**Work to complete:**
• a. Answer these questions using the text on tritium desorption:
(i) What experiment measures the tritium released from trapping sites as a material is heated?
(ii) What name is chosen for the surrogate emulator?
(iii) Which implications of tritium retention does the text list?
• b. Reproduce the records verbatim from the line with "Would you kindly point to the tree" to the line with "<point>428,182</point>", including both of those lines.

**Source text:**
# Predicting Tritium Thermo-Desorption Spectra using twinLab

*** 
### What is tritium desorption?

The interior of the reactor wall is bombarded by tritium isotopes from the tritium breeding loop and plasma bombardment, resulting in adsorption and diffusion through the material. 

Additionally to the mobile tritium which diffuses through the material, there are regions of the atomic lattice called trapping sites, whereby tritium can become trapped in a potential well of a given energy. Understanding both the diffusion of the mobile tritium and the energy and density of these traps is essential in predicting the amount of tritium which is retained within the fusion reactor structures. This has implications in the required tritium breeding ratio, tritium inventory, future waste classification and material degradation. Characteristing these trapping sites is therefore essential in making engineering predictions of future fusion powerplants.

If the material is heated up above a certain termperature, the tritium can become excited and released from these trapping site. This can be measured through an experiment known as thermal-desorption spectrometry. A piece of material which has been implanted with tritium is heated at incremental steps, with the amount of tritium released being measured as a function of temperature. the physical properties of these traps can then be determined from the characteristics of the spectra.

*** 
### ML Challenge 

Computer simulations are required to model the behaviour of these materials over a range of parameters, but simulations are expensive in terms of computational power, and cannot be run at every point in parameter space under consideration. `twinLab` can be used to train simulation surrogate models using data from a sparse array of simulations. This allows for meaningful interpolation and extrapolation to unexplored regions of parameter space, together with a calibrated uncertainty estimate on the accuracy of the simulation surrogate.

In this example, we look at the ability of `twinLab` Gaussian Processes to model of tritium in the wall of a fusion reactor using tritium desorption spectra. 

Taking a training set of known correlations between tritium desorption spectra (TDS) of form $f(T)$ and physical trapping properties ($E_1$, $E_2$, $E_3$, $n_1$, $n_2$), a Gaussian Process can then be traing to predict the shape of a TDS given a any new set of physical parameters along with the uncertainty in these predictions.

***
### Importing libraries

First, import the required libraries

In [None]:
# Third-party imports
import numpy as np
import matplotlib.pyplot as plt
import pandas as pd

# Project imports
import twinlab as tl

We need to provide `twinLab` with locations of data files (in `.csv` format) and directories, together with a chosen surrogate emulator name (here `tritium_desorption`) and a list of the input parameters that we are going to use as inputs to our model. 

***
### Importing data

In [None]:
data = tl.load_example_dataset('tritium-desorption')

In [None]:
df_train = data.iloc[:900,:]
df_test = data.iloc[-100:,:]

df_grid = pd.DataFrame(np.linspace(300, 800, 624))

(Point annotation records)
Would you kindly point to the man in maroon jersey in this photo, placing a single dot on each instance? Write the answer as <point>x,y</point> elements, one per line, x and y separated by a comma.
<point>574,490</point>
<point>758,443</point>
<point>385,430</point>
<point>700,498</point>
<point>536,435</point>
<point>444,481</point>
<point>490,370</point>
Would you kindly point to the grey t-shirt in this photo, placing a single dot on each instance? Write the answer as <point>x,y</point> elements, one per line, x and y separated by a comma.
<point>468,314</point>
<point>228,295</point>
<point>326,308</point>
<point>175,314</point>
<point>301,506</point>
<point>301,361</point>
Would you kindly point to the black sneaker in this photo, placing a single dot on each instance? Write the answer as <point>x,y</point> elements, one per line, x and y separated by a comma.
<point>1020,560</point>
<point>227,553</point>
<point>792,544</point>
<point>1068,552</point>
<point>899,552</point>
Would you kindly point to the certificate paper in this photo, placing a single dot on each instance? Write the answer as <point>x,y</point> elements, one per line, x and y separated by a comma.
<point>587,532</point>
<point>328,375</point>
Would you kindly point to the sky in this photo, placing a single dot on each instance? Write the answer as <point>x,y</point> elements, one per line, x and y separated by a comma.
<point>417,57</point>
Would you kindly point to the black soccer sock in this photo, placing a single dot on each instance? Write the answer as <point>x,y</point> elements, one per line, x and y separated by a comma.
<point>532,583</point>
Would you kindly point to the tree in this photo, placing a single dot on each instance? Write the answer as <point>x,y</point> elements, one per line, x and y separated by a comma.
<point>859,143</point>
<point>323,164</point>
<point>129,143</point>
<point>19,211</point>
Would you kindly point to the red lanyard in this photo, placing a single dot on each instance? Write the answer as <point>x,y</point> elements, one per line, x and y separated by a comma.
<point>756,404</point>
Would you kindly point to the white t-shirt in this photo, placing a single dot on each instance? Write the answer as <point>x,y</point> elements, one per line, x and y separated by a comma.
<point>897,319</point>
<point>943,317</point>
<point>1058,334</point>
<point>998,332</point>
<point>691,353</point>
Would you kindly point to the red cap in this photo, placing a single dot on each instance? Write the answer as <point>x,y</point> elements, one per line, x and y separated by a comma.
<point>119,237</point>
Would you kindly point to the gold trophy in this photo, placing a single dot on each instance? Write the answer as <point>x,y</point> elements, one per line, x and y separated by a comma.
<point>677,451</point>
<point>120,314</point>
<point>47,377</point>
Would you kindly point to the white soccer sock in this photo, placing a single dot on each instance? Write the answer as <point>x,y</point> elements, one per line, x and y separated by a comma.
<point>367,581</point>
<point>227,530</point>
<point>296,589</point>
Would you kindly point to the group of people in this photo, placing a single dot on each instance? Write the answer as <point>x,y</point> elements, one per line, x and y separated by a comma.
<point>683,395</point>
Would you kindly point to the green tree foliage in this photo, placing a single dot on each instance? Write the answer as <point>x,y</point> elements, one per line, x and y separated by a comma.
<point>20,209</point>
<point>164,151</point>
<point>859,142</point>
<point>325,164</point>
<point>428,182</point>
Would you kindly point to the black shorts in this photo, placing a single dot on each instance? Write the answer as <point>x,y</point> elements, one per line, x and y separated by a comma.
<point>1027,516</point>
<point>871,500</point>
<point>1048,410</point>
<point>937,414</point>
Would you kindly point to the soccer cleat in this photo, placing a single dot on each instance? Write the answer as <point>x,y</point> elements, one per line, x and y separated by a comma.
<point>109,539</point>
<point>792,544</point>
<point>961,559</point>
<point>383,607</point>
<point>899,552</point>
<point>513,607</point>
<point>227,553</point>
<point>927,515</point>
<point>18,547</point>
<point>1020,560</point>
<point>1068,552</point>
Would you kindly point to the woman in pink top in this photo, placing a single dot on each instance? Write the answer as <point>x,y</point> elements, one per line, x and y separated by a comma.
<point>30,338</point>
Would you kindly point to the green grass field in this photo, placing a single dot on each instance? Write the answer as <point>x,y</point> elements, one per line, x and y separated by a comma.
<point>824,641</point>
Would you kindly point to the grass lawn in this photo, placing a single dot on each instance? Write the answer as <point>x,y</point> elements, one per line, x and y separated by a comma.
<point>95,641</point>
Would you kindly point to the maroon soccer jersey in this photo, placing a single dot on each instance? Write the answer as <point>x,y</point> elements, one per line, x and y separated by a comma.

**Solution set:**
• a.
(i) Thermal-desorption spectrometry.
(ii) `tritium_desorption`
(iii) The required tritium breeding ratio, tritium inventory, future waste classification and material degradation.

• b.
Would you kindly point to the tree in this photo, placing a single dot on each instance? Write the answer as <point>x,y</point> elements, one per line, x and y separated by a comma.
<point>859,143</point>
<point>323,164</point>
<point>129,143</point>
<point>19,211</point>
Would you kindly point to the red lanyard in this photo, placing a single dot on each instance? Write the answer as <point>x,y</point> elements, one per line, x and y separated by a comma.
<point>756,404</point>
Would you kindly point to the white t-shirt in this photo, placing a single dot on each instance? Write the answer as <point>x,y</point> elements, one per line, x and y separated by a comma.
<point>897,319</point>
<point>943,317</point>
<point>1058,334</point>
<point>998,332</point>
<point>691,353</point>
Would you kindly point to the red cap in this photo, placing a single dot on each instance? Write the answer as <point>x,y</point> elements, one per line, x and y separated by a comma.
<point>119,237</point>
Would you kindly point to the gold trophy in this photo, placing a single dot on each instance? Write the answer as <point>x,y</point> elements, one per line, x and y separated by a comma.
<point>677,451</point>
<point>120,314</point>
<point>47,377</point>
Would you kindly point to the white soccer sock in this photo, placing a single dot on each instance? Write the answer as <point>x,y</point> elements, one per line, x and y separated by a comma.
<point>367,581</point>
<point>227,530</point>
<point>296,589</point>
Would you kindly point to the group of people in this photo, placing a single dot on each instance? Write the answer as <point>x,y</point> elements, one per line, x and y separated by a comma.
<point>683,395</point>
Would you kindly point to the green tree foliage in this photo, placing a single dot on each instance? Write the answer as <point>x,y</point> elements, one per line, x and y separated by a comma.
<point>20,209</point>
<point>164,151</point>
<point>859,142</point>
<point>325,164</point>
<point>428,182</point>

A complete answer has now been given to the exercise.